Contra el tabú

Piedad Bonnett
04 de noviembre de 2018 - 06:00 a. m.

Cuando nos informan que una persona ha muerto, la pregunta que naturalmente se nos ocurre hacer es de qué murió. Y no sólo por simple curiosidad, sino porque a menudo sentimos que ciertas formas de morir vienen a redondear una vida, y a veces a iluminarla y a completar su sentido. Hay algunas especialmente tristes o trágicas, y otras curiosas, paradójicas y hasta ridículas, como la que se dice que tuvo Esquilo, a quien le cayó en la cabeza una tortuga que soltó un águila en pleno vuelo. Absurda resulta, por ejemplo, la muerte de Tennessee Williams, que se ahogó con el tapón de un frasco que intentó abrir con los dientes. O la de Gaudí, atropellado mientras retrocedía para ver su famosa Sagrada Familia. O la de Isadora Duncan, ahorcada por su bufanda, que se enredó en las llantas del carro en el que viajaba.

* * * * * * *

Según el texto de lectura, ¿qué le ocurrió a Gaudí al morir?

# Datos mostrados:
* * * * * * *

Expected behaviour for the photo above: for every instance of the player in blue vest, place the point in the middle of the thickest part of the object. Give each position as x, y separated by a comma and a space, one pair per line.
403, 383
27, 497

* * * * * * *

# Tarea resuelta:
Fue atropellado mientras retrocedía para ver su famosa Sagrada Familia.